Material for this task:

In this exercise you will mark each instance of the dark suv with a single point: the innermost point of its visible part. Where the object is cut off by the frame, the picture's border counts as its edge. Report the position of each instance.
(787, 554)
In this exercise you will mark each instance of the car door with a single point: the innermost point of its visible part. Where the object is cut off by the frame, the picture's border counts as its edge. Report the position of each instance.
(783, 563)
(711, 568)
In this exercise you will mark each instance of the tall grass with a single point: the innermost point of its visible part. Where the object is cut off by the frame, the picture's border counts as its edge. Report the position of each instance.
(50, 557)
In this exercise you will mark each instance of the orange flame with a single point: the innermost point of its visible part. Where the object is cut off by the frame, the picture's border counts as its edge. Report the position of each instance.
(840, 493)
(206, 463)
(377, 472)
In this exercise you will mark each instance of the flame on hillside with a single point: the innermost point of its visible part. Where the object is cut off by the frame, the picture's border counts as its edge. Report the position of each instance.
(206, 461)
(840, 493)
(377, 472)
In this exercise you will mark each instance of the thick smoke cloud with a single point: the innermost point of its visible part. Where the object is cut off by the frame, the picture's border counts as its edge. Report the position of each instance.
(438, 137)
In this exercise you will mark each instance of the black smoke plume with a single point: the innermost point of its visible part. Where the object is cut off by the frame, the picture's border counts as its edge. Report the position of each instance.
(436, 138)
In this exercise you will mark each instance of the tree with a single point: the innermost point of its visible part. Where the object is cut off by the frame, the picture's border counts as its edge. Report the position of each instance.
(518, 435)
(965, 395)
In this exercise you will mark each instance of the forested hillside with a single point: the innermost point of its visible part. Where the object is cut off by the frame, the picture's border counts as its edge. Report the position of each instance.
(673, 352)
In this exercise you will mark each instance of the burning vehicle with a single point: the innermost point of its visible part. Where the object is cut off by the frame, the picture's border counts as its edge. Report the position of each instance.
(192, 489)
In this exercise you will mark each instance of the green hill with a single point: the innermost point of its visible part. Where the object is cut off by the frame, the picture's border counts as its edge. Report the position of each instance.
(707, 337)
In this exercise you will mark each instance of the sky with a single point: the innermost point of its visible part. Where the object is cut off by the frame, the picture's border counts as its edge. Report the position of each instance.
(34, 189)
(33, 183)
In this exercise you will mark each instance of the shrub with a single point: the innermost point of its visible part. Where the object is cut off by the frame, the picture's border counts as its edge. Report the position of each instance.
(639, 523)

What needs to be done: Working from the material above, retype it in its entirety without change.

Completed task:
In this exercise you will mark each instance of the dark suv with a single point: the innermost point of its visible part. Where the object is cut off by the frame, the picture's border counts as its edge. Report the position of each instance.
(787, 554)
In this exercise you will mark each instance of the car door with a single point: the innermost point of its visible part. Where the object is cut off by the frame, the picture's border counts as its edge. Report the position of each instance.
(783, 563)
(711, 568)
In this exercise you will mark each instance of the tall grass with a single point: the innermost point of its visible part. Where the object is cut off by the frame, the picture's border counts as its edge. Report the position of each instance.
(50, 557)
In this exercise you will mark each instance of the orange flame with a single point: the innermost point of its visible part. Where the object is cut off by the frame, the picture's border counts as its edge. Report the position of each instance.
(840, 493)
(206, 463)
(377, 472)
In this exercise you will mark each instance of the flame on hillside with a single point: the innermost point of its visible part. Where the object is cut off by the frame, the picture's border counts as its edge. Report the position of each instance.
(206, 461)
(840, 493)
(377, 472)
In this exercise you will mark each instance of the thick smoke cloud with a single point: the innermost point of its visible part. Where the object is cut off by the frame, the picture's border counts as its edge. Report the position of each instance.
(438, 137)
In this exercise you will mark each instance of the black smoke plume with a single point: the innermost point of its visible part. Where the object is cut off by the frame, the picture's border counts as its edge. Report the position of each instance.
(436, 138)
In this exercise you will mark each instance of the tree with a single point: the innermost point of its visible part. Where the object is cut off by the frame, the picture's border counts as its edge. Report the position of each instance.
(518, 435)
(965, 395)
In this exercise you will mark each instance of the forested hillside with a single point: the innermost point of its visible part. Where the object is cut off by the frame, the picture's border counts as its edge. Report the position of each instance.
(673, 352)
In this exercise you will mark each instance of the burning vehicle with a single point: the innermost point of its visible part. Where the object is cut off by the frame, the picture's border counts as its edge. Report the position of each instance.
(192, 489)
In this exercise you will mark each instance of the green hill with a single point: the innermost point of its visible part. Where the object is cut off by the frame, the picture's border counts as its edge. Report the position of each instance.
(707, 337)
In this exercise you will mark each instance of the sky with a single point: the innermost point of its visible part. Where the object is cut off by the frame, the picture's border counts as its edge. Report the position of each instance.
(34, 189)
(33, 183)
In this exercise you will mark each instance of the shrub with a single point: the innermost point of its visible part. Where the object is cut off by the frame, the picture's border counts as its edge. Report the position of each instance.
(639, 523)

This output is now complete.